### EXCERPTED TEXT
------
A disadvantage of the system shown in Figure 2 is that produced fluid such as oil can enter into the narrowbore conduit means 27 through the pressure communication means 30 during a well shut-in test where the valves in the well head 23 are closed and the pressure in the production tubing 22 rises accordingly. This is particularly the case for an underpressure well where the pressure in the reservoir 21 is insufficient to support a column of liquid in the narrowbore conduit means 27.
The solution, Figure 3, is to limit the flow of fluid into the narrowbore conduit means 27 using a flow preventor means 35 where the flow preventor means 35 is of such a design that the second pressure gauge 2 is able to measure the pressure in the measurement location 25 via the pressure communication means 30.
Figure 4 shows an implementation of the flow preventor means 35 comprising a first valve means 41, a second valve means 42 and a second conduit means 43. In this example, the narrowbore conduit means 27 is configured in a U comprising first narrowbore conduit means 44 and second narrowbore conduit means 45 joined together. The narrowbore conduit means 27 interfaces to the measurement location 29 (not shown) via the pressure communication means 30 which may be a valve. The second conduit means 43 interconnects between the first valve means 41 and the second valve means 42 and the second narrowbore conduit means 45 at an interconnection means 46.The second valve means 42 closes when the pressure drop measured from the interconnection means 46 to the second valve means 42 is greater along the second conduit means 43 than in the second narrowbore conduit means 45 by an amount which depends upon the valve design.
Similarly, the first valve means 41 closes when the pressure in the second conduit means 43 is greater that the pressure within the channel within the first valve means 41.
The fibre optic pressure gauge 24 and its associated cable 25 can be pumped through the first narrowbore conduit means 44 with fluid (liquid or gas) without closing the first valve means 41 or the second valve means 42. In order to close the first valve means 41 and the second valve means 42, fluid (liquid or gas) can be pumped down the second narrowbore conduit means 45 in the direction of the pressure communication means 30. When the pressure within the second valve means 42 is less than the pressure in the second conduit means 43, the valve means 42 will close, thus sealing the second conduit means.Note, that depending on the particular installation, it may be necessary to flow fluid down both first narrowbore conduit means 44 and the second narrowbore conduit means 45 simultaneously to prevent the fibre optic pressure gauge 24 from being pumped up the first narrowbore conduit means 44. The first valve means 41 and the second valve means 42 isolate the lower part of the narrowbore conduit means 27 from the surface. The installation can be designed such that if the first valve means 41 and the second valve means 42 are closed by pumping liquid, then the relatively small liquid volume beneath the first valve means 41 and the second valve means 42 prevents any significant fluid flowing into the narrowbore conduit means 27 through the pressure communication means 30.Note that it may be preferable to have the narrowbore conduit means 27 filled with gas at times other than during well testing in order to reduce hermeticity requirements for fibre optic cables.
The first valve means 41 may be a valve which seals completely around the associated cable 25 when the pressure in the second conduit means 43 reaches a pre-set level in comparison to the pressure in the bore of the first valve means 41.
------
### TO-DO LIST
A – From the flow preventor passage, write out word for word the part that opens with the words containing "The solution, Figure" and closes with "via the pressure communication means 30.".
B – In the flow preventor passage, what three components make up the flow preventor means in the implementation shown in Figure 4?
------
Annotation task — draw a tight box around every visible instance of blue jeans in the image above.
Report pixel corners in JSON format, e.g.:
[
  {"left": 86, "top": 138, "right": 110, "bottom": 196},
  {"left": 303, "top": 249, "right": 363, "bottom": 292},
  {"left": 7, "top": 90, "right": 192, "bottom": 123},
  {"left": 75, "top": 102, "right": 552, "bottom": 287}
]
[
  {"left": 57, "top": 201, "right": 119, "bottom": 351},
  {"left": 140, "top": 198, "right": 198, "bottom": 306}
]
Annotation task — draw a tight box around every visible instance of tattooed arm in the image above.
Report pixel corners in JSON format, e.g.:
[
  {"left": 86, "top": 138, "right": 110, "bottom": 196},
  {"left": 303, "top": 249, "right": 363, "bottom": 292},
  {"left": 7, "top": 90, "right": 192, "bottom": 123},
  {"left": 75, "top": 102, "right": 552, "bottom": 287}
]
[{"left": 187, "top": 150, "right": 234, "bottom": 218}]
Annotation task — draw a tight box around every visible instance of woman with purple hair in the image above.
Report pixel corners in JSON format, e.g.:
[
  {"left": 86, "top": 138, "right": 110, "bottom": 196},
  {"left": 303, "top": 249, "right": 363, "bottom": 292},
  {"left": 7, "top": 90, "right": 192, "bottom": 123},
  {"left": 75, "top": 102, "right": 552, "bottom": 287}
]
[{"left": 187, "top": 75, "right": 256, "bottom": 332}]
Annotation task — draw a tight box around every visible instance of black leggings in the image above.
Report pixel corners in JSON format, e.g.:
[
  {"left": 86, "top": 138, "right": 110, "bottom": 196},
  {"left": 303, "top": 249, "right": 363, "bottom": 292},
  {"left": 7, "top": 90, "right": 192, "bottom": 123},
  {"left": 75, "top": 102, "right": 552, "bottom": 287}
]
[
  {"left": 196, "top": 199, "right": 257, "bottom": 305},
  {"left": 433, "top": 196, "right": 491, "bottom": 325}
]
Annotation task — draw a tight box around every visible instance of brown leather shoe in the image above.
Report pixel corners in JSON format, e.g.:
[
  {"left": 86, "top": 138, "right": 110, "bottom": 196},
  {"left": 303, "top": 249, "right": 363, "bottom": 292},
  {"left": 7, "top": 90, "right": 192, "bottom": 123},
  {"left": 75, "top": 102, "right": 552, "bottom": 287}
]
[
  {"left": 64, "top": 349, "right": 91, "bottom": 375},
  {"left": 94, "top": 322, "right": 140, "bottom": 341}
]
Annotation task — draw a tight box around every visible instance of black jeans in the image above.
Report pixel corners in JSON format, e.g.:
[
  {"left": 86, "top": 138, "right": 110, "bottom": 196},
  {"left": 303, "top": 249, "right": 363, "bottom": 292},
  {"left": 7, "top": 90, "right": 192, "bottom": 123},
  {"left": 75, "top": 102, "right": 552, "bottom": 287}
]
------
### COMPLETE ANSWERS
A –
The solution, Figure 3, is to limit the flow of fluid into the narrowbore conduit means 27 using a flow preventor means 35 where the flow preventor means 35 is of such a design that the second pressure gauge 2 is able to measure the pressure in the measurement location 25 via the pressure communication means 30.

B – A first valve means, a second valve means, and a second conduit means.